* _Records from a point labeling set_:
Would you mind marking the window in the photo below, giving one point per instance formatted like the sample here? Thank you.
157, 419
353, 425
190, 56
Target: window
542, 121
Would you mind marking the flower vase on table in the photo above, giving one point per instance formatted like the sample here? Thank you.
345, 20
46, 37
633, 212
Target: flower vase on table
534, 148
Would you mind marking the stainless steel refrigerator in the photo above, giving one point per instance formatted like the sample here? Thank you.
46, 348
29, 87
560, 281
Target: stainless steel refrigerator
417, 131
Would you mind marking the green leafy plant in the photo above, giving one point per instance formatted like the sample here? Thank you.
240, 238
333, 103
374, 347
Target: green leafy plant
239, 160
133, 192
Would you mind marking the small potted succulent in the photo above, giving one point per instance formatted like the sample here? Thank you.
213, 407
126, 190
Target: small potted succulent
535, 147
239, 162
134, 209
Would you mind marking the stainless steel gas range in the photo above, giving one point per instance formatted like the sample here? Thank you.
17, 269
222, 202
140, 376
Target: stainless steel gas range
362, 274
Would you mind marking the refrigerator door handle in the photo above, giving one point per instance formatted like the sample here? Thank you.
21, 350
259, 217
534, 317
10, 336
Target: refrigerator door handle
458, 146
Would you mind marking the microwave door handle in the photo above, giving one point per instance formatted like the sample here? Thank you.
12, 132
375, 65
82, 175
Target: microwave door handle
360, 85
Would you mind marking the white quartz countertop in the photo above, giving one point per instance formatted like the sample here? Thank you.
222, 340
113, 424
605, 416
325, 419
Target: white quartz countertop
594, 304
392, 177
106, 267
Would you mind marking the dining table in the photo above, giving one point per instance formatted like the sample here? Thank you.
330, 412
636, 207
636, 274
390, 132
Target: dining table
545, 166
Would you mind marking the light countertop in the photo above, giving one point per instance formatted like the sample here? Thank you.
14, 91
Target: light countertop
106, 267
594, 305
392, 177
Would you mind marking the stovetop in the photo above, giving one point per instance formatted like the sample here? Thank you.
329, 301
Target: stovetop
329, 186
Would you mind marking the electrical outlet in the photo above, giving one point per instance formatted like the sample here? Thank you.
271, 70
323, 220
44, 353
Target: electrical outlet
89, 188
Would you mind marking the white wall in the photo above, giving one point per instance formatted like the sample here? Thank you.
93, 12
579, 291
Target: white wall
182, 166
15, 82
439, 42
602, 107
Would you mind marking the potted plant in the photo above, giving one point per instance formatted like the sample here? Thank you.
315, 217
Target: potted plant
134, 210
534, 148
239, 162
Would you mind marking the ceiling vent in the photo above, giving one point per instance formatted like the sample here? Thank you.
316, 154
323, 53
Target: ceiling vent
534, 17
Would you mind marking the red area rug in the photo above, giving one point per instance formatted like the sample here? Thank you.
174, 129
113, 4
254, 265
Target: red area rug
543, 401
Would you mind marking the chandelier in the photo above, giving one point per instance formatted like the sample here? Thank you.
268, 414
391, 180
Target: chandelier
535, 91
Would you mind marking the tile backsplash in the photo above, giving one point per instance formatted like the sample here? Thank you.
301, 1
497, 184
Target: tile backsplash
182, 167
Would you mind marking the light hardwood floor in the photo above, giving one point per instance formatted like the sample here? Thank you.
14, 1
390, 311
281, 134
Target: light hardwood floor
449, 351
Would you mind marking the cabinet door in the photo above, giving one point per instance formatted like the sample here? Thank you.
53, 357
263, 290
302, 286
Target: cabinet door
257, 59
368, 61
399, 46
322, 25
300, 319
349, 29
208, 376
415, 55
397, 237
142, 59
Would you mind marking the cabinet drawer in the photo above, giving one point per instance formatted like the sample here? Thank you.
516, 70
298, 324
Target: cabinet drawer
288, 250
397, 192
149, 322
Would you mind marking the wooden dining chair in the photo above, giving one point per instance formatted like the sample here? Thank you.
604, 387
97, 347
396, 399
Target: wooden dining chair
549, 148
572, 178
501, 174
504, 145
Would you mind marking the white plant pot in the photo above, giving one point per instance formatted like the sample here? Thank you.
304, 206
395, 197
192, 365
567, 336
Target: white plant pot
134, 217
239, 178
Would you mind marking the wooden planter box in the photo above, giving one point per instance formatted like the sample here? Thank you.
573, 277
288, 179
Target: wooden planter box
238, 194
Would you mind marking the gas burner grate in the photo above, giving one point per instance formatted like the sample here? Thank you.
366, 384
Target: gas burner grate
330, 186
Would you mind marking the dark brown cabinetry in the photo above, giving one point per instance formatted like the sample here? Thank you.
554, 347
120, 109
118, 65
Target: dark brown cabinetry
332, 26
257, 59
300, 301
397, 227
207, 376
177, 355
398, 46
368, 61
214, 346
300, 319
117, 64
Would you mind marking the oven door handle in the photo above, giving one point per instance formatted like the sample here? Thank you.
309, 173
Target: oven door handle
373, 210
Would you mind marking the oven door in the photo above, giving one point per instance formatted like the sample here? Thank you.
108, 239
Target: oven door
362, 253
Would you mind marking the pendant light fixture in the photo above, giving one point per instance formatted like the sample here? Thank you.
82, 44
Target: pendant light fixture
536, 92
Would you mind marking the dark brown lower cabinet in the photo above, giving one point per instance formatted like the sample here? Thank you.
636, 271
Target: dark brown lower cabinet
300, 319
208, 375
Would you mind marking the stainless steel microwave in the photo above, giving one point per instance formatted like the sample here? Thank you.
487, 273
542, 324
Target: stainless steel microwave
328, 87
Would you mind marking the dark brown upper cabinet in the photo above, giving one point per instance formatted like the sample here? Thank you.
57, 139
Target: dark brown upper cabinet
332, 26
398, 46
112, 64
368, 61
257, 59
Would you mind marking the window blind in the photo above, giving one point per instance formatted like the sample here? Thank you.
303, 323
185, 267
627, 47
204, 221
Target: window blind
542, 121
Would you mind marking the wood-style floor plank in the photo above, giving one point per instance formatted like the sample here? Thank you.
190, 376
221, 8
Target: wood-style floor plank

* _Short exercise_:
Return the listing above in its exact form.

* _Complete output_:
Would you mind marking the window in the photo below, giving one point per instance formatted like the sample here? Thank you.
157, 419
353, 425
190, 56
Target: window
542, 121
Would you mind marking the flower vase on table in the photo above, giving one point per instance formatted like the sample here? Thank you.
345, 20
46, 37
633, 212
Target: flower vase on table
534, 148
Would you mind marking the stainless steel refrigerator in the photo above, giving one point per instance formatted like the sample here? Thank you.
46, 348
29, 87
560, 281
Target: stainless steel refrigerator
417, 131
Would you mind marking the green leafy plant in the photo above, giving one point per instance formatted like the sample here? Thank you.
240, 238
333, 103
374, 347
Target: green leafy plant
239, 160
133, 192
Would you mind marking the small potted succulent in the photo above, giving one point per instance formatted like the sample here? Thank you.
213, 407
126, 190
Target: small potted succulent
535, 147
239, 162
134, 209
Would you mind marking the stainless steel gas range in the photo above, giving one point per instance formatted like the sample here? Thank you.
17, 269
222, 202
140, 376
Target: stainless steel gas range
362, 274
Would you mind marking the refrigerator door handle in the photo above, giving one point per instance formatted like the sample here? Thank you.
21, 350
259, 217
534, 317
10, 336
Target: refrigerator door handle
458, 146
Would you mind marking the microwave door handle in the photo above, giving one point per instance formatted like the sample here? Thank you.
12, 132
375, 65
82, 175
Target: microwave door handle
360, 85
Would you mind marking the white quartz countertop in the photo above, giving one point per instance formatted like the sample here? Thank you.
222, 340
113, 424
605, 416
325, 419
Target: white quartz countertop
594, 304
392, 177
106, 267
Would you mind marking the dining table in the photo above, giving one point per instance formatted like the sample here? Thank you.
330, 412
636, 207
636, 274
390, 132
Target: dining table
545, 166
Would you mind marking the light countertop in the photo above, giving one point per instance formatted like the sample here? Thank you.
14, 91
Target: light countertop
106, 267
594, 305
392, 177
Would you mind marking the stovetop in the photo above, giving one point per instance formatted like the sample here? Thank you.
329, 301
Target: stovetop
329, 186
Would you mind marking the electrical outlet in the photo above, giving one point per instance formatted like the sample here? Thank you.
271, 70
323, 220
44, 353
Target: electrical outlet
89, 188
Would you mind marking the white wall in the photo above, giving one point per instance formatted like the sample here? Thank you.
93, 12
579, 291
Target: white wall
182, 166
15, 82
439, 42
602, 107
Would you mind marking the potted plant in the photo above, giving one point per instance formatted like the sample here? Thank you.
315, 217
Target: potted plant
134, 210
534, 148
239, 162
Would you mind marking the ceiling vent in the photo above, giving one point per instance formatted like the sample here? Thank you.
316, 154
323, 53
Target: ceiling vent
534, 17
Would you mind marking the red area rug in the photo above, giving one point per instance formatted like the sample here? Thank you.
174, 129
113, 4
254, 265
Target: red area rug
543, 401
Would you mind marking the chandelier in the photo above, giving one point per instance formatted like the sample here? Thank you.
268, 414
391, 180
Target: chandelier
535, 91
Would you mind marking the tile backsplash in the photo above, giving one point per instance formatted like the sample here? Thank you.
301, 1
497, 184
Target: tile backsplash
182, 167
Would you mind marking the light hardwood floor in the photo above, giving one point per instance formatted like the sample here? Thank you.
14, 1
390, 311
281, 134
Target: light hardwood floor
449, 351
Would you mind marking the cabinet door in the photo above, giving one point per instance formatted like the sample here? Thank you.
53, 357
263, 290
302, 286
Target: cabinet door
257, 59
368, 61
399, 46
322, 25
300, 319
349, 29
208, 376
415, 55
397, 237
142, 59
Would you mind marking the cabinet drawer in the photo above, giving one point per instance formatted like the sample here? Thank you.
516, 70
298, 324
Target: cabinet drawer
288, 250
397, 192
149, 322
Would you mind marking the wooden dining chair in the photo above, giving one point per instance formatted like the sample here? Thank you.
604, 387
97, 347
396, 399
Target: wooden dining chair
549, 148
572, 178
501, 174
504, 145
Would you mind marking the white plant pot in the photo above, giving one point per instance formatted like the sample here? Thank you.
304, 206
395, 197
192, 365
567, 336
Target: white plant pot
134, 217
239, 178
Would you mind marking the wooden planter box in the photo above, giving one point per instance formatted like the sample here? Thank you.
573, 277
288, 179
Target: wooden planter box
238, 194
Would you mind marking the gas burner grate in the photo above, giving one point per instance formatted like the sample here? Thank you.
366, 384
Target: gas burner grate
330, 186
Would you mind marking the dark brown cabinetry in the photo above, giving one point per instance formatted like the sample here? Thank you.
554, 347
120, 109
118, 65
Target: dark brown cabinetry
332, 26
257, 59
300, 301
397, 227
207, 376
177, 355
398, 46
368, 61
214, 346
300, 319
117, 64
Would you mind marking the oven door handle in the photo above, giving one point per instance formatted like the sample here? Thank you.
309, 173
Target: oven door handle
373, 210
Would you mind marking the oven door in the photo above, giving one point per instance formatted like the sample here? Thank you.
108, 239
Target: oven door
362, 253
Would you mind marking the pendant light fixture in the photo above, giving one point per instance formatted like the sample here? Thank you.
82, 44
Target: pendant light fixture
536, 92
Would you mind marking the dark brown lower cabinet in the photo above, giving one point per instance formatted like the sample here? Thank you.
636, 271
Target: dark brown lower cabinet
300, 319
208, 375
Would you mind marking the stainless steel microwave in the photo above, giving one point per instance formatted like the sample here? Thank you.
487, 273
542, 324
Target: stainless steel microwave
328, 87
Would you mind marking the dark brown upper cabinet in the photo above, giving one point per instance formatted like the sample here? Thank you.
57, 139
Target: dark brown upper cabinet
332, 26
398, 46
112, 64
368, 61
257, 59
Would you mind marking the window blind in the photo above, giving one point per instance formatted like the sample here? Thank you.
303, 323
185, 267
627, 47
204, 221
Target: window blind
542, 121
Would you mind marking the wood-style floor plank in the photo above, giving one point per instance formatted like the sample here? Thank you.
190, 376
221, 8
Target: wood-style floor plank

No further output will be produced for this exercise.